**Source data:**
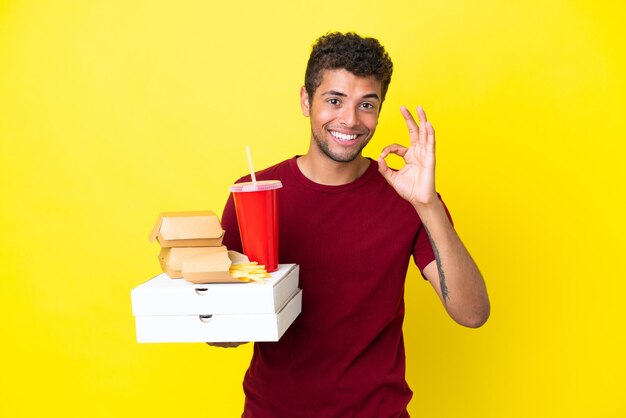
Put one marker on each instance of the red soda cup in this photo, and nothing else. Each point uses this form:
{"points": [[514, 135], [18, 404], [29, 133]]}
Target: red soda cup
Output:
{"points": [[256, 205]]}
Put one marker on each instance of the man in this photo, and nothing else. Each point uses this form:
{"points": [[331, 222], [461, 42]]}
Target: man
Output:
{"points": [[352, 224]]}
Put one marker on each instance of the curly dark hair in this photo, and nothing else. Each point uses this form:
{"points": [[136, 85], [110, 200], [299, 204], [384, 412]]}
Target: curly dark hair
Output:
{"points": [[363, 57]]}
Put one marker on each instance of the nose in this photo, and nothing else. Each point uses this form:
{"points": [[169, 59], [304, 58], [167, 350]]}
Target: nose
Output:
{"points": [[348, 116]]}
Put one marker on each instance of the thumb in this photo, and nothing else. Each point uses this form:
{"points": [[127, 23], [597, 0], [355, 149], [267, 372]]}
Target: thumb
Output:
{"points": [[384, 170]]}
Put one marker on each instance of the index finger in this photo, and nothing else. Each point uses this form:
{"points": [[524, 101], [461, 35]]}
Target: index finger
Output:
{"points": [[414, 129]]}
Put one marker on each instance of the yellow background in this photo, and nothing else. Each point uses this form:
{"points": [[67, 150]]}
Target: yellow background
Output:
{"points": [[112, 111]]}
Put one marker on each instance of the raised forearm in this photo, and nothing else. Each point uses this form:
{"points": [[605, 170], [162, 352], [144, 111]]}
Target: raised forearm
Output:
{"points": [[454, 273]]}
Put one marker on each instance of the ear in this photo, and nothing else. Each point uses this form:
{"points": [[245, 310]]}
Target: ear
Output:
{"points": [[304, 102]]}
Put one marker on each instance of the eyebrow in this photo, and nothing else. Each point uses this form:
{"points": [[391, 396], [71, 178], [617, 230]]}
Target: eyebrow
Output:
{"points": [[340, 94]]}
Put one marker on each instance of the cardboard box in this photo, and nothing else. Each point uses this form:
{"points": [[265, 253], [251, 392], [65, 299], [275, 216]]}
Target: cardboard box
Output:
{"points": [[164, 296], [200, 264], [187, 229], [219, 328], [212, 266], [173, 310]]}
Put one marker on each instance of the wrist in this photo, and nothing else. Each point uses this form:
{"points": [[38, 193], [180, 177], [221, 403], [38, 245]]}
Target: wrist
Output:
{"points": [[429, 211]]}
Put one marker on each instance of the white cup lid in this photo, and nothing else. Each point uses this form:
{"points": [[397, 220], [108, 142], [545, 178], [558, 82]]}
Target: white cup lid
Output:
{"points": [[260, 186]]}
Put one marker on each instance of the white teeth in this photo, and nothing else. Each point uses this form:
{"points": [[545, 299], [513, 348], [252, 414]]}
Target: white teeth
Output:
{"points": [[343, 137]]}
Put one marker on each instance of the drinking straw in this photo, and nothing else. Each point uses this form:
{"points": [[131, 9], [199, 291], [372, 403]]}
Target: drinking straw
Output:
{"points": [[251, 167]]}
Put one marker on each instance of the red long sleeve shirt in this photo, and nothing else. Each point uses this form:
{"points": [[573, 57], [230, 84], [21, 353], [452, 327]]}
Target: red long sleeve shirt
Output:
{"points": [[344, 355]]}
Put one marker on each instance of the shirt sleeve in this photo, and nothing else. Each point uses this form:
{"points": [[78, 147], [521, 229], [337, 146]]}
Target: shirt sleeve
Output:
{"points": [[423, 253]]}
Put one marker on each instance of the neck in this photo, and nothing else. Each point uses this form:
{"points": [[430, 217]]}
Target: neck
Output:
{"points": [[323, 170]]}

**Problem statement:** The images are to be left out while the entries are written out exactly.

**Written response:**
Put one marker on each instance of the red soda cup in this photo, and nothing else. Each point uses this form:
{"points": [[514, 135], [18, 404], [29, 133]]}
Target: red soda cup
Output:
{"points": [[256, 205]]}
Put one marker on each instance of the man in this photo, and nothing else. Each point uses this form:
{"points": [[331, 222], [461, 42]]}
Target: man
Output:
{"points": [[352, 224]]}
Put one marker on each instance of the curly dark hair in this photo, and nothing else. Each point uses this form:
{"points": [[136, 85], [110, 200], [299, 204], [384, 412]]}
Target: curly dark hair
Output:
{"points": [[363, 57]]}
Put one marker on each instance of the nose in this photo, and nothing else. Each point uses this form:
{"points": [[169, 59], [304, 58], [167, 350]]}
Target: nose
Output:
{"points": [[348, 116]]}
Put one marker on each instance of the thumb in this photo, and nothing else. Each point uses this form:
{"points": [[127, 23], [597, 0], [355, 149], [267, 372]]}
Target: thumb
Output:
{"points": [[384, 170]]}
Put one marker on each instance of the index finger in this photo, and nothing else. Each point uses this form:
{"points": [[524, 101], [461, 35]]}
Target: index finger
Output:
{"points": [[414, 129]]}
Put one marker on each instance of the yellow background in this photo, and nothing else. Each point uses this form:
{"points": [[67, 150]]}
Target: yellow background
Output:
{"points": [[112, 111]]}
Put one marker on each instance of the raised forearm in this photo, and nothing else. Each point uses this form:
{"points": [[605, 170], [162, 352], [144, 111]]}
Target: raised forearm
Output:
{"points": [[454, 273]]}
Put one marker on each instance of the ear in this photo, and nothing else. Each point uses this form:
{"points": [[245, 310]]}
Target: ear
Output:
{"points": [[304, 102]]}
Put one marker on each instance of the eyebrow in this photo, and nothing else. Each point uses this form:
{"points": [[391, 396], [71, 178], [617, 230]]}
Target: eyebrow
Output:
{"points": [[340, 94]]}
Put one marker on each instance of the cardboard box in this photo, and nothing else. Each point uses this form:
{"points": [[265, 253], [251, 392], [65, 299], [275, 216]]}
Target: cardboard box
Output:
{"points": [[164, 296], [200, 264], [187, 229], [219, 328], [212, 266], [173, 310]]}
Put one marker on each instance of the wrist in this photo, and nothing else. Each point uses this form:
{"points": [[38, 193], [180, 177], [221, 403], [38, 245]]}
Target: wrist
Output:
{"points": [[429, 211]]}
Put one marker on each instance of the white cup lid in this photo, and nothing else. Each point uses this form:
{"points": [[397, 220], [108, 142], [545, 178], [558, 82]]}
Target: white cup lid
Output:
{"points": [[260, 186]]}
Put one marker on each instance of the white teeth in this photo, and nothing else. Each point uses this form:
{"points": [[545, 299], [513, 348], [252, 414]]}
Target: white teeth
Output:
{"points": [[343, 137]]}
Put one marker on each instance of the drinking straw in this photo, and nothing else. Each point uses this form:
{"points": [[131, 9], [199, 291], [372, 403]]}
Target: drinking straw
Output:
{"points": [[251, 167]]}
Put one marker on each instance of the red long sleeve shirt in this photo, and nothing else. Each point uses this form:
{"points": [[573, 57], [230, 84], [21, 353], [452, 327]]}
Target: red long sleeve shirt
Output:
{"points": [[344, 355]]}
Put one marker on each instance of the shirt sleeve in this photo, and nothing else. Each point uses this form:
{"points": [[78, 147], [521, 229], [337, 146]]}
Target: shirt sleeve
Output:
{"points": [[423, 253]]}
Put one marker on each instance of the neck in this photo, and nothing else. Each point uses this form:
{"points": [[430, 217]]}
Target: neck
Output:
{"points": [[323, 170]]}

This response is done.